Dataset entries
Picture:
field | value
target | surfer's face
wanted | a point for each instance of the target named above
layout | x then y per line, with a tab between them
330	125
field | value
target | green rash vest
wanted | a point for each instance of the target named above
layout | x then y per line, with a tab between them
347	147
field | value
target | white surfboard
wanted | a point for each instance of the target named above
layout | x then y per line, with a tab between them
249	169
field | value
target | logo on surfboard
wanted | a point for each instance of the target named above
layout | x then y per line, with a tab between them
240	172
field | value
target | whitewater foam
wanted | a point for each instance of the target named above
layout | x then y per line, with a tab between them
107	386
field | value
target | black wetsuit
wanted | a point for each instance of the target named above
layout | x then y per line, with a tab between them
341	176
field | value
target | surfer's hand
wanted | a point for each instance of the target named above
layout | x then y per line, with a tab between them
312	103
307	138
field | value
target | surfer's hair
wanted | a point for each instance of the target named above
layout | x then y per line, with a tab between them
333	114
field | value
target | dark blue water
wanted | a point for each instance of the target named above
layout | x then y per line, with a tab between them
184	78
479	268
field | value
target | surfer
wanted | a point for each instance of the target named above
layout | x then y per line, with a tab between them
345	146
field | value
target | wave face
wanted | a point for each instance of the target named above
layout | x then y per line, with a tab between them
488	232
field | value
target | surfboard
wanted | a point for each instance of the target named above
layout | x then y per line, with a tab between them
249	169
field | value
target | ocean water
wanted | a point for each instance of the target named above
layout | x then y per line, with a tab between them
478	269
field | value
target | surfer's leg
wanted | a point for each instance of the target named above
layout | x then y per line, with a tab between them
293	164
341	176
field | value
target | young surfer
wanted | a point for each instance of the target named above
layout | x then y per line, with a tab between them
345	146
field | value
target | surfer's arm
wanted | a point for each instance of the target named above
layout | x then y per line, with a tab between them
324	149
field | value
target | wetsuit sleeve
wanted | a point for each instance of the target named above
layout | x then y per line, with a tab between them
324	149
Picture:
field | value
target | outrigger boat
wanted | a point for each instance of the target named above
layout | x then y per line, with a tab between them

* _WORK TO BE COMPLETED_: Go back to the listing above and please repeat it exactly.

* _RESULT FOR THIS EXERCISE_:
Picture:
field | value
target | surfer's face
wanted | a point for each instance of the target named above
layout | x then y per line, with a tab between them
330	125
field | value
target | green rash vest
wanted | a point for each instance of the target named above
layout | x then y per line, with a tab between them
347	147
field | value
target | white surfboard
wanted | a point for each instance of the target named above
layout | x then y per line, with a tab between them
249	169
field | value
target | logo on surfboard
wanted | a point for each instance of the target named above
layout | x then y per line, with a tab between them
240	172
field | value
target | whitewater foam
wanted | a point for each instance of the target named above
layout | x then y per line, with a tab between them
107	386
field | value
target | black wetsuit
wanted | a point for each instance of the target named above
layout | x then y per line, with a tab between them
341	176
field | value
target | surfer's hand
wanted | a point for each instance of the target named above
layout | x then y per line, with a tab between them
312	103
307	138
field | value
target | surfer's hair
wanted | a point for each instance of the target named above
layout | x then y per line, with a tab between them
333	114
field | value
target | dark blue water
wanted | a point for each instance of the target named above
layout | x then y per line, with a tab between them
184	78
479	268
field | value
target | surfer
wanted | a point for each instance of the target named above
layout | x then y per line, with a tab between them
345	146
field | value
target | wave face
wanted | a point for each instance of the target named above
layout | x then y per line, with a tab between them
488	232
field | value
target | surfboard
wanted | a point for each instance of the target named above
layout | x then y per line, with a tab between them
249	169
field | value
target | ocean water
wanted | a point for each instance of the target named above
layout | x then y per line, with a tab between them
478	269
field | value
target | surfer's leg
wanted | a point for each instance of the target named above
layout | x then y per line, with a tab between them
293	164
341	176
field | value
target | young surfer
wanted | a point for each instance of the target named above
layout | x then y per line, with a tab between them
345	146
field | value
target | surfer's arm
wanted | a point for each instance of the target named above
layout | x then y per line, with a tab between them
324	149
field | value
target | wetsuit sleeve
wanted | a point for each instance of the target named above
layout | x then y per line, with a tab between them
324	149
Picture:
field | value
target | outrigger boat
wanted | a point for each instance of the target named above
layout | x then y per line, with a tab between them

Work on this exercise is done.